* **ANGEZEIGTER TEXT**:
· · · · · · ·

Als wir den Ritter um die Mittel befragten, wie man sich benehmen müsse, um den Ätna zu besteigen, wollte er von einer Wagnis nach dem Gipfel, besonders in der gegenwärtigen Jahreszeit, gar nichts hören. »Überhaupt«, sagte er, nachdem er uns um Verzeihung gebeten, »die hier ankommenden Fremden sehen die Sache für allzu leicht an; wir andern Nachbarn des Berges sind schon zufrieden, wenn wir ein paarmal in unserm Leben die beste Gelegenheit abgepaßt und den Gipfel erreicht haben. Brydone, der zuerst durch seine Beschreibung die Lust nach diesem Feuergipfel entzündet, ist gar nicht hinaufgekommen; Graf Borch läßt den Leser in Ungewißheit, aber auch er ist nur bis auf eine gewisse Höhe gelangt, und so könnte ich von mehrern sagen. Für jetzt erstreckt sich der Schnee noch allzuweit herunter und breitet unüberwindliche Hindernisse entgegen. Wenn Sie meinem Rate folgen mögen, so reiten Sie morgen bei guter Zeit bis an den Fuß des Monte Rosso, besteigen Sie diese Höhe; Sie werden von da des herrlichsten Anblicks genießen und zugleich die alte Lava bemerken, welche dort, 1669 entsprungen, unglücklicherweise sich nach der Stadt hereinwälzte. Die Aussicht ist herrlich und deutlich; man tut besser, sich das übrige erzählen zu lassen.«

Catania, Sonnabend, den 5. Mai 1787.

· · · · · · ·

Bis wohin rät der Ritter im Text zur Ätna-Besteigung, am nächsten Morgen zu reiten?

* **ZU PRÜFENDE DATEN**:
· · · · · · ·

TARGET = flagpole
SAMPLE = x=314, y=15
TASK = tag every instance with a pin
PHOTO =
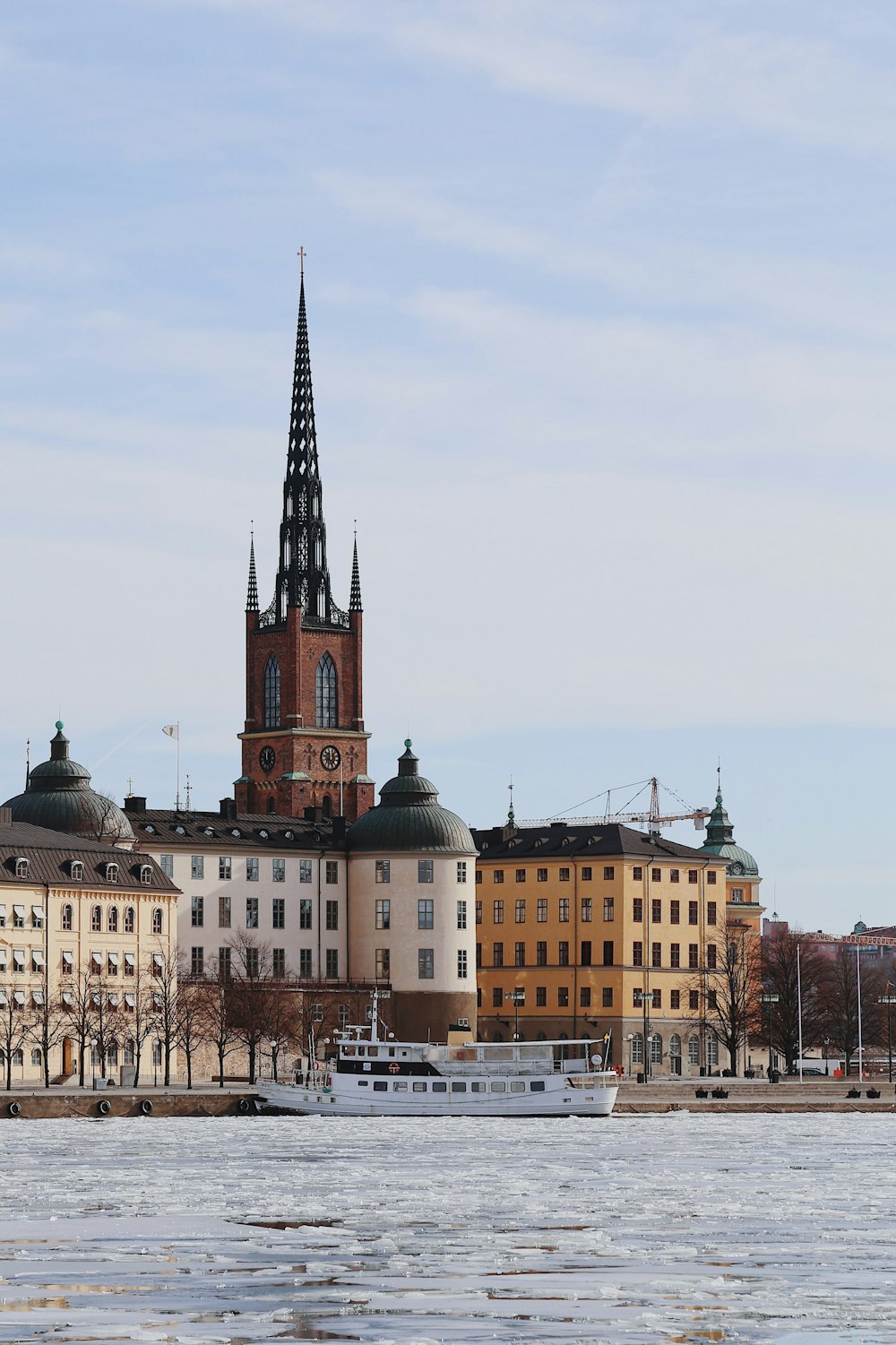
x=799, y=1013
x=858, y=996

· · · · · · ·

* **LÖSUNG**: Bis an den Fuß des Monte Rosso.